◆ **Фрагмент текста**:
►

Весьма вероятно, что известную роль в «оккультном энтузиазме» Гумилева сыграла формальная близость антропогенезиса оккультистов ницшевскому учению о «сверхчеловеке» (см. об этом: Богомолов. С. 121–122), которое к 1905 г. было вполне освоено и, главное, «усвоено» «учеником символистов», сочетавшим интерес к «новой школе» с верностью христианским духовным ценностям. Вероятно, «оккультные штудии» казались первое время юному Гумилеву естественным продолжением его пути к овладению «тайнами мастерства», не предполагавшего пересмотр личного «символа веры». Это было ошибкой. «Освоить и усвоить» «тайную доктрину» подобно проповеди Заратустры Гумилеву не удалось.

◄

◆ **Записи**:
►

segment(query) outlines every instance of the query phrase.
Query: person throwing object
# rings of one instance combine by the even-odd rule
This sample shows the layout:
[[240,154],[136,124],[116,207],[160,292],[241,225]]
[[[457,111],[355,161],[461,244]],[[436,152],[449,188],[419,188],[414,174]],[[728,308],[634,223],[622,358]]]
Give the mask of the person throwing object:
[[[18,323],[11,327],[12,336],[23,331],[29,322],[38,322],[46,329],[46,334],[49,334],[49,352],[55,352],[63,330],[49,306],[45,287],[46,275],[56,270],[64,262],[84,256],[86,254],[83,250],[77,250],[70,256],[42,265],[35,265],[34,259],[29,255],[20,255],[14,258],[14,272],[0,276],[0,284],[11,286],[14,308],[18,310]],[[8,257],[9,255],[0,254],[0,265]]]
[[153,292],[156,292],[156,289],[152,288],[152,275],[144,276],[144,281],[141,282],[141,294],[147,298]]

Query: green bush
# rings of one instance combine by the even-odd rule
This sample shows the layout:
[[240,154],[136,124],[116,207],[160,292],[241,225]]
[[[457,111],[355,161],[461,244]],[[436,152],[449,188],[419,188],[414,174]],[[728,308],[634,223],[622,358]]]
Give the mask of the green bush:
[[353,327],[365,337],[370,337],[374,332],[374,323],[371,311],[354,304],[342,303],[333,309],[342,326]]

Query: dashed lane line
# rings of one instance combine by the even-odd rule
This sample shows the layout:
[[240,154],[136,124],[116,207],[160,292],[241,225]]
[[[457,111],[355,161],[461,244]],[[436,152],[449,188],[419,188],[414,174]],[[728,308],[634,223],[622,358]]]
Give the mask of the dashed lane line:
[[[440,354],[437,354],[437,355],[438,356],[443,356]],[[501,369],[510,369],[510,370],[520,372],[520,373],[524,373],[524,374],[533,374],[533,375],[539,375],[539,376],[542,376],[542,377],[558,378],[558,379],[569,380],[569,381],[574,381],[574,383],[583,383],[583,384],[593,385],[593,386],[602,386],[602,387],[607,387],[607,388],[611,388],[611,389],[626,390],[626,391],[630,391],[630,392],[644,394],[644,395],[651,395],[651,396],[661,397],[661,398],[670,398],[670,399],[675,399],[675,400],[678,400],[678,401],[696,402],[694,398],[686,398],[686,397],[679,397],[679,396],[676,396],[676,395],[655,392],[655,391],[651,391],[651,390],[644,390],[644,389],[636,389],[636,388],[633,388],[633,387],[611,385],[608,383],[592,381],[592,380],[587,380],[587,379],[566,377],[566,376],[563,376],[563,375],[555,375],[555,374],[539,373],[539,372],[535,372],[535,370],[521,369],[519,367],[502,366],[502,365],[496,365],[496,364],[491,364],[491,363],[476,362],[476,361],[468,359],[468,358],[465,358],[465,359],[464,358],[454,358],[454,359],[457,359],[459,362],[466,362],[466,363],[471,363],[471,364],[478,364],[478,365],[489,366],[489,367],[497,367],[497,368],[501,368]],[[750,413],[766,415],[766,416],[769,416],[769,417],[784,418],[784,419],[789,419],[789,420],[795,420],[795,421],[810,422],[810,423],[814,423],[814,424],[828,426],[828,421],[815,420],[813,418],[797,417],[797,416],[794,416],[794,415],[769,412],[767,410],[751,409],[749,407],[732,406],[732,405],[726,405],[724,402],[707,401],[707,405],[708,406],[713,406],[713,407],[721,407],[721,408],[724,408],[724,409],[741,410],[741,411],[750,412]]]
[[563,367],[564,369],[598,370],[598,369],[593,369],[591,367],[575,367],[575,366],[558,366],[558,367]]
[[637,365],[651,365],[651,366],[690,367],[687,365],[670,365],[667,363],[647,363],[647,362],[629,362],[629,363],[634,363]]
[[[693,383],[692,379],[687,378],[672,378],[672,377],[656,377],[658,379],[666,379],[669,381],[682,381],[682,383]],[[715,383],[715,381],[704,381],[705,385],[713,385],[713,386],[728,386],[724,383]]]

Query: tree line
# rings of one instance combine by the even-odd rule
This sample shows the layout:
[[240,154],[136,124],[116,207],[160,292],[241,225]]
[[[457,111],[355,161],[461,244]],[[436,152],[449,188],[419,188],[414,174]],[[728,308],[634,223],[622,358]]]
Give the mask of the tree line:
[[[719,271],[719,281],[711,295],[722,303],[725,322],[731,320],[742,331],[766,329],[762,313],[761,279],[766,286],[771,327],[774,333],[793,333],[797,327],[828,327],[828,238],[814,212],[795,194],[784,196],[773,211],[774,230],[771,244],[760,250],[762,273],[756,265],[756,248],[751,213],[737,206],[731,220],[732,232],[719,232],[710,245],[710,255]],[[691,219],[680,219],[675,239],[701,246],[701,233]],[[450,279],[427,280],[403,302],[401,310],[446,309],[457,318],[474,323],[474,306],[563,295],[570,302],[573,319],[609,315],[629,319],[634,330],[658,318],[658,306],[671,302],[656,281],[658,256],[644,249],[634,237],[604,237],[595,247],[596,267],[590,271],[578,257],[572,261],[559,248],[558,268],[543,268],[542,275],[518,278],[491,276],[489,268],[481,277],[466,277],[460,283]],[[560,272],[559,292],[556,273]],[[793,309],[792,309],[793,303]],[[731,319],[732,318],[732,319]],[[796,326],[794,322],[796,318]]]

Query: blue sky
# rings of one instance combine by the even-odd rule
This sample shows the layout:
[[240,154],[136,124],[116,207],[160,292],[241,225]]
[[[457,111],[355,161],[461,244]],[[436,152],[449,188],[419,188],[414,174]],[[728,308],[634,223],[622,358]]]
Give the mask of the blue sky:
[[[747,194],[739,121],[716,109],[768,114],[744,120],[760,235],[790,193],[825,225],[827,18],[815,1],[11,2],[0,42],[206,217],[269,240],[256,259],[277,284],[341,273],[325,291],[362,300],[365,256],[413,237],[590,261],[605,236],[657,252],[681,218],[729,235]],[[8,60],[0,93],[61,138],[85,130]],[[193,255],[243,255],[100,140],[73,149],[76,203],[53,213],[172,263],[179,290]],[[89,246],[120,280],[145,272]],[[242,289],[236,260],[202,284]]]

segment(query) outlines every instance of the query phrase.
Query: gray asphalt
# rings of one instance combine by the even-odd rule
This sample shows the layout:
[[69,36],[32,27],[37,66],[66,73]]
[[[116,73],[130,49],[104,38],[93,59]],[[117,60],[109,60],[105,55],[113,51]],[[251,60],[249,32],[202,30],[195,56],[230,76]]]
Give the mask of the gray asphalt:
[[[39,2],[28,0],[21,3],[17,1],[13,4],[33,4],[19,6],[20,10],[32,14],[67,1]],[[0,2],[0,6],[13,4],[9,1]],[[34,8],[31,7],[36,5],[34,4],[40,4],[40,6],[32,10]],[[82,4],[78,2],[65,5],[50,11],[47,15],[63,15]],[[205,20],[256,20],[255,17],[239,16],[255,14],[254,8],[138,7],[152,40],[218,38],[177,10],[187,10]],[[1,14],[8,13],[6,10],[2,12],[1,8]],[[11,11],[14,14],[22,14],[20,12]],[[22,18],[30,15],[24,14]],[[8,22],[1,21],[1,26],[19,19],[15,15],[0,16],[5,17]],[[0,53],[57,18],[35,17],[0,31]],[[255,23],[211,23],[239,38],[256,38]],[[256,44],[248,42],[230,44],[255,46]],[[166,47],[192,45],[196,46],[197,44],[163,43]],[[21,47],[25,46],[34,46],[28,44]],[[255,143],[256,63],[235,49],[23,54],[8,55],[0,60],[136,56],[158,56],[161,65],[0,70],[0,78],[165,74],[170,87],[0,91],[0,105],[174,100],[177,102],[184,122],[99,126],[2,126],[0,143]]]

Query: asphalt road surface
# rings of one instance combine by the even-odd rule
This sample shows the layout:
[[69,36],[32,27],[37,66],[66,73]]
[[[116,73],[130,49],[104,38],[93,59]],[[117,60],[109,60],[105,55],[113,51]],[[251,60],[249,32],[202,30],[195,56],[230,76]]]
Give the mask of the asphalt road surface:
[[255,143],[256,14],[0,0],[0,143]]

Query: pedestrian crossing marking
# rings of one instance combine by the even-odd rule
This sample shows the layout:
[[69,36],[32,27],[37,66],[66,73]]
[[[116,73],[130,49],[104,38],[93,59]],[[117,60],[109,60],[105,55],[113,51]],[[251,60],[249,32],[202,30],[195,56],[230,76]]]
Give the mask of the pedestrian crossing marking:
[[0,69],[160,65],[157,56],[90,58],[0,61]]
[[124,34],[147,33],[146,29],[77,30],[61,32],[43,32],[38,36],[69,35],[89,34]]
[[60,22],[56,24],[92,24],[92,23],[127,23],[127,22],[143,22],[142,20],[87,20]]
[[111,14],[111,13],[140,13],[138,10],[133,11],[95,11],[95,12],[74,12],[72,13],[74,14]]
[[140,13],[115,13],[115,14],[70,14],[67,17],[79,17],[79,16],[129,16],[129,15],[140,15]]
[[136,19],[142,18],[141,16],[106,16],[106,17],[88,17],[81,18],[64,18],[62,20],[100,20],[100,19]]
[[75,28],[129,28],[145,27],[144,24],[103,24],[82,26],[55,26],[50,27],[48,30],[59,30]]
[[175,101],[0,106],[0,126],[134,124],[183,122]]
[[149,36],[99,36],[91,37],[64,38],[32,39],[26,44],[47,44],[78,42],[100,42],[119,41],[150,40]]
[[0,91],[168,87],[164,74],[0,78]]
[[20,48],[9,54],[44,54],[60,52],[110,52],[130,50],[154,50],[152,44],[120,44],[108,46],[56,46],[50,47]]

◄

◆ **Задание A**:
Определите, согласуются ли с текстом о Гумилеве и оккультизме утверждения (i), (ii) и (iii). Для каждого ответьте «да» или «нет» и дословно приведите решающие слова текста.
(i) К 1905 г. учение Ницше о «сверхчеловеке» было вполне освоено и усвоено Гумилевым.
(ii) Гумилеву удалось освоить и усвоить «тайную доктрину» так же, как проповедь Заратустры.
(iii) Юному Гумилеву оккультные штудии казались делом, требующим пересмотра личного «символа веры».
◆ **Задание B**: На чью работу ссылается текст о Гумилеве и оккультизме, когда говорит о близости антропогенезиса оккультистов ницшевскому учению о «сверхчеловеке»?
◆ **Задание C**: Продолжите текст о Гумилеве и оккультизме, начав сразу после его последнего предложения.

◆ **Ответ A**:
(i) Да: „которое к 1905 г. было вполне освоено и, главное, «усвоено» «учеником символистов»“.
(ii) Нет: „«Освоить и усвоить» «тайную доктрину» подобно проповеди Заратустры Гумилеву не удалось“.
(iii) Нет: „естественным продолжением его пути к овладению «тайнами мастерства», не предполагавшего пересмотр личного «символа веры»“.

◆ **Ответ B**: На работу Богомолова (с. 121–122).

◆ **Ответ C**:
Согласно Е. П. Блаватской, «оккультизм охватывает весь диапазон психологических, физиологических, космических, физических и духовных явлений. Это слово происходит от оккультус — сокрытый или тайный. Таким образом, оно применяется по отношению к изучению каббалы, астрологии, алхимии и всех тайных наук» (Блаватская Е. П. Теософский словарь. М., 1994. С. 353–354). С момента возникновения и быстрого распространения христианской проповеди оккультизм стал одним из самых последовательных и непримиримых ее врагов, отрицая Бога христиан как единственного Творца мироздания и самый акт творения мира «из ничего» по Его сознательному личному желанию и волевому императиву — «да будет!» (Быт. Гл. 1). Подлинным «вселенским божеством» оккультистов является некое абстрактное и безличное «всесодержащее» и «воспроизводящее» начало, схожее в своем бытии с абстракцией «математической точки», «которая является Единым Вселенским, Непреложным, Вечным и Абсолютным Единством». Происхождение «бытия» (генезис) рассматривается здесь не как «творение», а как эманация — «проявление» аспектов этого «всеединства», выявление из Вечного в Космос и Время, из «Бытийности» в «Бытие» (см.: Тайная доктрина II (3). С. 35. Выделено Е. Б. — Ред.). Собственно же «сотворение мира и человека», согласно оккультным доктринам, является результатом действий самых разных «космических духов», находящихся в конфликтных отношениях друг с другом, причем Бог-Творец Библии в восприятии адептов оккультизма есть лишь «ангел низшей категории», а сотворенный Им (точнее — сотворенный «через Него», если исходить из теософской логики) «материальный мир» оказывается «неудачным творением», требующим исправления (см.: Тайная доктрина II (3). С. 122–123). Таковым «исправителем», как уже легко догадаться, является «ангел света» Сатана и подчиненные ему «мудрые» ангелы.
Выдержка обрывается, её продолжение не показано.